Reproduce every line of the records below, word for word and in the same order.

Stored data:
'''

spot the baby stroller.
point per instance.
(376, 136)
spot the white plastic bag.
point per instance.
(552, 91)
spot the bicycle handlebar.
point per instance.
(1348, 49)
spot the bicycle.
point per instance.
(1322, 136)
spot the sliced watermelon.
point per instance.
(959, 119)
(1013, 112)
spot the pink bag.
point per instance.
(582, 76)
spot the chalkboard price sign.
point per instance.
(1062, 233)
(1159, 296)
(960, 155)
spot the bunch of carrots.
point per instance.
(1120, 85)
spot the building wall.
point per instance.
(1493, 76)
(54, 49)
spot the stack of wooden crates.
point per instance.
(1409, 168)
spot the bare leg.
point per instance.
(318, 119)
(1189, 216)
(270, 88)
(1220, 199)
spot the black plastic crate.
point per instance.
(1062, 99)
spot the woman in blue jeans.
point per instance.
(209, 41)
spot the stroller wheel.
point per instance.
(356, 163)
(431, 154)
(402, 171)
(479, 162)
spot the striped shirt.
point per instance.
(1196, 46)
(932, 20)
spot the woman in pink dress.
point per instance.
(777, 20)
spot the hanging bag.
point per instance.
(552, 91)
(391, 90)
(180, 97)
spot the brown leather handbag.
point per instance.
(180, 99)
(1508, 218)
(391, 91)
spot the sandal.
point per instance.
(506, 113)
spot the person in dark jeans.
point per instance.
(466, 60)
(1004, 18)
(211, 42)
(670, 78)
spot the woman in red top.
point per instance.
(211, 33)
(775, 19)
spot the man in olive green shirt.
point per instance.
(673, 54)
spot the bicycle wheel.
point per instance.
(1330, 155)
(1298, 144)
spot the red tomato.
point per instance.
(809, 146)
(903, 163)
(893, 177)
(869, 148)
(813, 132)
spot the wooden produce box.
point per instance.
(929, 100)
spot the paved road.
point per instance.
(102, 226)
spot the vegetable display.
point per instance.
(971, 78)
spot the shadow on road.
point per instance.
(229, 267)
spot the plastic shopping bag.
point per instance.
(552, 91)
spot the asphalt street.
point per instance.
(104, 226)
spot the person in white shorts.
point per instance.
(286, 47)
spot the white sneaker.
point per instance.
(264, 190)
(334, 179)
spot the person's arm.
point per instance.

'''

The result:
spot the baby stroller.
point per instance.
(376, 136)
spot the white plastic bag.
point per instance.
(552, 91)
spot the bicycle handlebar.
point per instance.
(1348, 49)
spot the bicycle.
point per instance.
(1322, 136)
spot the sliced watermelon.
point per instance.
(959, 119)
(1013, 112)
spot the pink bag.
point per instance.
(582, 76)
spot the chalkboard price sign.
point per instance.
(1062, 233)
(1159, 296)
(960, 155)
spot the bunch of carrots.
point per instance.
(1120, 85)
spot the building wall.
point per instance.
(1493, 76)
(54, 49)
spot the stack of wooden crates.
point per instance.
(1409, 168)
spot the bare leg.
point per instance.
(318, 119)
(1189, 216)
(270, 88)
(1220, 199)
spot the black plastic crate.
point per instance.
(1062, 99)
spot the woman in blue jeans.
point per instance.
(209, 41)
spot the stroller wheel.
point per instance.
(356, 163)
(431, 154)
(402, 171)
(479, 162)
spot the striped shirt.
point per instance.
(1196, 46)
(932, 20)
spot the woman in pink dress.
point per instance.
(777, 20)
spot the hanging bag.
point per instance.
(552, 91)
(391, 90)
(180, 97)
spot the brown leather handbag.
point per instance.
(180, 99)
(1508, 218)
(391, 91)
spot the sandal.
point per instance.
(506, 113)
spot the person in dark jeans.
point per instance.
(466, 60)
(1004, 18)
(211, 42)
(670, 78)
spot the woman in red top.
point per instance.
(211, 33)
(775, 19)
spot the man in olive green shirt.
point per instance.
(673, 54)
spot the bicycle wheel.
point per instance.
(1330, 155)
(1298, 144)
spot the red tomato.
point per instance.
(809, 146)
(903, 163)
(893, 177)
(869, 148)
(813, 132)
spot the wooden produce box.
point per instance.
(929, 100)
spot the paved road.
point per instance.
(102, 226)
spot the vegetable display.
point per instance.
(971, 78)
spot the shadow on road.
point per instance.
(229, 267)
spot the plastic shopping bag.
point per instance.
(552, 91)
spot the asphalt street.
point per instance.
(104, 226)
spot the person in white shorts.
point per instance.
(286, 47)
spot the white sneaker.
point per instance.
(264, 190)
(334, 179)
spot the person's arm.
point per instance.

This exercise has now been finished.